YOUR ASSIGNMENT: Collect each line in the rows below that contains the word "then". Letter case must match.

(Beginning of DATA UNDER STUDY)

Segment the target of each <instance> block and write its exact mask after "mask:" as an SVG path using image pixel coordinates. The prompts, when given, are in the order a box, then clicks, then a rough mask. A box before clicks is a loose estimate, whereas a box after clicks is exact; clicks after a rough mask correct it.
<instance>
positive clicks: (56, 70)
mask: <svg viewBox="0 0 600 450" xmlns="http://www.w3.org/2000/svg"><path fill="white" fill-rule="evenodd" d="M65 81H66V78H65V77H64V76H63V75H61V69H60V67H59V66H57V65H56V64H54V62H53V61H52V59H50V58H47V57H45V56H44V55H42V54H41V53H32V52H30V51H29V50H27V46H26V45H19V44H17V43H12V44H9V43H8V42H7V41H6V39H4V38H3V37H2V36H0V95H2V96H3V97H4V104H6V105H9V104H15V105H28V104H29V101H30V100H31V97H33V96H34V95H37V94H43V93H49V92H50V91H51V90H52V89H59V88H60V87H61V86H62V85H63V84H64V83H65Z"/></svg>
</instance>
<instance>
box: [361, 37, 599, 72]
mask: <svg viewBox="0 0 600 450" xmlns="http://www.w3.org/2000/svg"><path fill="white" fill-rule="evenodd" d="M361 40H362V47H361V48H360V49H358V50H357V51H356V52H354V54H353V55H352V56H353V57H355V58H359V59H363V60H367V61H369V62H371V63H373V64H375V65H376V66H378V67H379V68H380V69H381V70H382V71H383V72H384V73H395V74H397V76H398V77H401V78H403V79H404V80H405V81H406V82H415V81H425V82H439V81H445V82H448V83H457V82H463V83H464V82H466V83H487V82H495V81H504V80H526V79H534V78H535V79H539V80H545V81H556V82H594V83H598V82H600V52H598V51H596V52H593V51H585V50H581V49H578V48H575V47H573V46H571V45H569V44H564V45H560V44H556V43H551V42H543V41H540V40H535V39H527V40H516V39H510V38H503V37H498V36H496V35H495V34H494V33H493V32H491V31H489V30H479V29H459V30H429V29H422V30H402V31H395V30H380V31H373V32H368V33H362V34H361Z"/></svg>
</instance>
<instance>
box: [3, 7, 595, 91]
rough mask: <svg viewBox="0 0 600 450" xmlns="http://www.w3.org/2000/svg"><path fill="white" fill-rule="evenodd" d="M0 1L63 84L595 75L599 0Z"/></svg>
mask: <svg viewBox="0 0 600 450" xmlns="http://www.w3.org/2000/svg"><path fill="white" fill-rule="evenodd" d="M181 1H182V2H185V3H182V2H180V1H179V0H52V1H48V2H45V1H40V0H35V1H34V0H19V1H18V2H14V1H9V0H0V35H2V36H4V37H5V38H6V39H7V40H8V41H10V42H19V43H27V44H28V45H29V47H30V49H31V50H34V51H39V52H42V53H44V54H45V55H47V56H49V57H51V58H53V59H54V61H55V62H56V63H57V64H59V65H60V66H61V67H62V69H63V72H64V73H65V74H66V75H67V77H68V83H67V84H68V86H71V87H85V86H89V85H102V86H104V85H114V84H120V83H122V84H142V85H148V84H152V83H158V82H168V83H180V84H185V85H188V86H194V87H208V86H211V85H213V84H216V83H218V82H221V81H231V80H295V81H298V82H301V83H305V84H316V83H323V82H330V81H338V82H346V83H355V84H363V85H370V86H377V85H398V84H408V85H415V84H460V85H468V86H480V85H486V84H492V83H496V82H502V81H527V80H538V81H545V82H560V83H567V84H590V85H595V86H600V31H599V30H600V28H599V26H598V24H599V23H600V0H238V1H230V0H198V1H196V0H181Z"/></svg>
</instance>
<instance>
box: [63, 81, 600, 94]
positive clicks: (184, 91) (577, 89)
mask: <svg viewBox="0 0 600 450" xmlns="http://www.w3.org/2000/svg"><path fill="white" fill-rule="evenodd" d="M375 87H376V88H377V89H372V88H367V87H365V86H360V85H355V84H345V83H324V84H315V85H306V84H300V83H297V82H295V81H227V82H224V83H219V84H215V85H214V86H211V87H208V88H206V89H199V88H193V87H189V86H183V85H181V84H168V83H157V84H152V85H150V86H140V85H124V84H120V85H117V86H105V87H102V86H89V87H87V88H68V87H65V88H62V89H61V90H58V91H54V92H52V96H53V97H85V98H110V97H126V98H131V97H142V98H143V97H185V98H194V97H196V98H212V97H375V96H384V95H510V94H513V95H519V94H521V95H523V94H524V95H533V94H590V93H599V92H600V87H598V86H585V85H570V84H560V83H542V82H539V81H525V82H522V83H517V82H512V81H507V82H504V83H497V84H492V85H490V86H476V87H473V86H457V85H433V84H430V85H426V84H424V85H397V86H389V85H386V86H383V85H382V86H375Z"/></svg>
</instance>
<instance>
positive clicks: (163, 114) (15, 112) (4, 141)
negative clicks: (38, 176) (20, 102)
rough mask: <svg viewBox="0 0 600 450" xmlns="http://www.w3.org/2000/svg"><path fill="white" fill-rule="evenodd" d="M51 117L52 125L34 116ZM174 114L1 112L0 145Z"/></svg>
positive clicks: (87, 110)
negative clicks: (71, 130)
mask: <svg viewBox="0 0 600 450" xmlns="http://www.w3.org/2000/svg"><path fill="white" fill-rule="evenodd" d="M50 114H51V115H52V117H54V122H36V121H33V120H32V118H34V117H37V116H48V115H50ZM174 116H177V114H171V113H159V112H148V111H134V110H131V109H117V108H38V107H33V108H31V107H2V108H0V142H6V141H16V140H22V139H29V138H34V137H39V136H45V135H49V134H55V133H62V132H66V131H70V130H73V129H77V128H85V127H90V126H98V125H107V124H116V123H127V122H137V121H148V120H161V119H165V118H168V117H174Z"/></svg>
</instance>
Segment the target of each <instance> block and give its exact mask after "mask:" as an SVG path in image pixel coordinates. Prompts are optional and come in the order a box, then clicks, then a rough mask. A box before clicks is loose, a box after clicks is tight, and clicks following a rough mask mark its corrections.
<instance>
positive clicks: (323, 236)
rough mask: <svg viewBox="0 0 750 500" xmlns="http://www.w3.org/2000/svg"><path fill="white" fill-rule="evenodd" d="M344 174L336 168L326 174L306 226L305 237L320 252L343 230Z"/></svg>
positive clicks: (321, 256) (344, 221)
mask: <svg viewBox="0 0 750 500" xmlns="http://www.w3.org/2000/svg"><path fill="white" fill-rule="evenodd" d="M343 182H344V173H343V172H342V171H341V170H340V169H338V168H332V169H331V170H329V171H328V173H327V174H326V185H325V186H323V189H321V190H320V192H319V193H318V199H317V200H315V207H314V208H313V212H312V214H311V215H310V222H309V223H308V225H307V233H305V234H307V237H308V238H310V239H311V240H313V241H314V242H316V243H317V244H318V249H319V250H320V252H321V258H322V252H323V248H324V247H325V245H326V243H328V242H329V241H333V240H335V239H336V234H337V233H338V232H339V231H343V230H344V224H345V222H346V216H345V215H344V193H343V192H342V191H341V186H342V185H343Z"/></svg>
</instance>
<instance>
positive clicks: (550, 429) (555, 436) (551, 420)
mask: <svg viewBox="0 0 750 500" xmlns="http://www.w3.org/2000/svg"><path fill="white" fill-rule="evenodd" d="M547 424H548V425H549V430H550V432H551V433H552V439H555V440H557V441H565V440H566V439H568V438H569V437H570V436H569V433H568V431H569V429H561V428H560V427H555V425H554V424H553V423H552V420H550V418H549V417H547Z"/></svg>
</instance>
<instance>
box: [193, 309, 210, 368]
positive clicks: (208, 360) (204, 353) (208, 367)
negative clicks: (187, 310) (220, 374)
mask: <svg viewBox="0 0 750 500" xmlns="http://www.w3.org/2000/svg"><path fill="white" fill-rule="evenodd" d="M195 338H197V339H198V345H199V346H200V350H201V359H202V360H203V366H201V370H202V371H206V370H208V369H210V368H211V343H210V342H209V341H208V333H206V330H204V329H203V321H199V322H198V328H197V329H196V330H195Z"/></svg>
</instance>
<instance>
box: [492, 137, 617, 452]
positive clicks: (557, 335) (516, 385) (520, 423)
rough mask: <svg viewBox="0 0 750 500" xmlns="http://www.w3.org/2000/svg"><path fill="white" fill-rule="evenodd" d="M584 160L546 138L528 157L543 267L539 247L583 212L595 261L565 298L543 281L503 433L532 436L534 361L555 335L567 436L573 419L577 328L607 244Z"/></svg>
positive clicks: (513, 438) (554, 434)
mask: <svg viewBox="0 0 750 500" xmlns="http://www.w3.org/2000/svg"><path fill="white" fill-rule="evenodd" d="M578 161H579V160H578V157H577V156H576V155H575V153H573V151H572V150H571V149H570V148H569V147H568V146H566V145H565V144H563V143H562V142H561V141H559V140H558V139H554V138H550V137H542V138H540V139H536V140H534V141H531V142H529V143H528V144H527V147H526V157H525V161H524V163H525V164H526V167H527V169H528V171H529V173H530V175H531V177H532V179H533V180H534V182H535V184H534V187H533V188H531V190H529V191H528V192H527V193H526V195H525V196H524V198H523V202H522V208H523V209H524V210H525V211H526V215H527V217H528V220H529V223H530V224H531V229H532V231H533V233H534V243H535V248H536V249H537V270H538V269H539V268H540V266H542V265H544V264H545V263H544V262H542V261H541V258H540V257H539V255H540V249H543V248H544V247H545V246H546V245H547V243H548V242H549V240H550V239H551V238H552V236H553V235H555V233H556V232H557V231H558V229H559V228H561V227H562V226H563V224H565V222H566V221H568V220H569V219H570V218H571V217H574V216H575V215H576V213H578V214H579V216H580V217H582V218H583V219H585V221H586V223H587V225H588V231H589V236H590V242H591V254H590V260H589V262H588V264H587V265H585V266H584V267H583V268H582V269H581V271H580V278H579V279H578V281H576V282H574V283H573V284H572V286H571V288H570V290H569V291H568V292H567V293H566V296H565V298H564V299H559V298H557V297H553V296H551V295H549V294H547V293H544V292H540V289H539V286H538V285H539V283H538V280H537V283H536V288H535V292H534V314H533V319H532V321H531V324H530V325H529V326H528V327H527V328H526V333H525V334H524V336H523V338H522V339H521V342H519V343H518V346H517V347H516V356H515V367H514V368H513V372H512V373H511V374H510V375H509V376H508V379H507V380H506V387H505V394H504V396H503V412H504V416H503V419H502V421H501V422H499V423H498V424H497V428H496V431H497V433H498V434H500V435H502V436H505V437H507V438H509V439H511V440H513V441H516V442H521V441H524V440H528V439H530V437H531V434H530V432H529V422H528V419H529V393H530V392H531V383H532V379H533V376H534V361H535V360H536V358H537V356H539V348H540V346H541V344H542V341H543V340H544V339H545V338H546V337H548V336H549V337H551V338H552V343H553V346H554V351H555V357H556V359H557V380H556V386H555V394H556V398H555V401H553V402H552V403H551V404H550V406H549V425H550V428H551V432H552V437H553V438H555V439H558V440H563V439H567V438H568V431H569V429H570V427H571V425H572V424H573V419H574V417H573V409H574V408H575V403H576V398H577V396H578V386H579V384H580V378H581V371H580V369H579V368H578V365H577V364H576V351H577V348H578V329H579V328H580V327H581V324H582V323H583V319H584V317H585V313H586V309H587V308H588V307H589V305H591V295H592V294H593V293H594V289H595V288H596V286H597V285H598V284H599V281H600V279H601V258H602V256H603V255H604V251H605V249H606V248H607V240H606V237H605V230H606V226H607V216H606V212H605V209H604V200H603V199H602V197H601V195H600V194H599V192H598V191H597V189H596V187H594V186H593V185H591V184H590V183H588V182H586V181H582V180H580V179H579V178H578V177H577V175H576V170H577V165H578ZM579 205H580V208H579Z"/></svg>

(End of DATA UNDER STUDY)

SOLVED PROBLEM:
Segment the target of each <instance> block and write its exact mask after "mask:" as an SVG path using image pixel coordinates. The prompts, when given, are in the order a box, then clicks, then a rough mask. A box before clicks is a loose estimate, whereas a box after clicks is exact; clicks after a rough mask correct it.
Segment the target of each <instance> block and give its exact mask after "mask:" as an SVG path in image pixel coordinates. Prompts are optional and come in the order a box, then clicks, then a rough mask. A box before clicks is loose, a box after clicks is tight, and clicks following a rough mask mark its corrections.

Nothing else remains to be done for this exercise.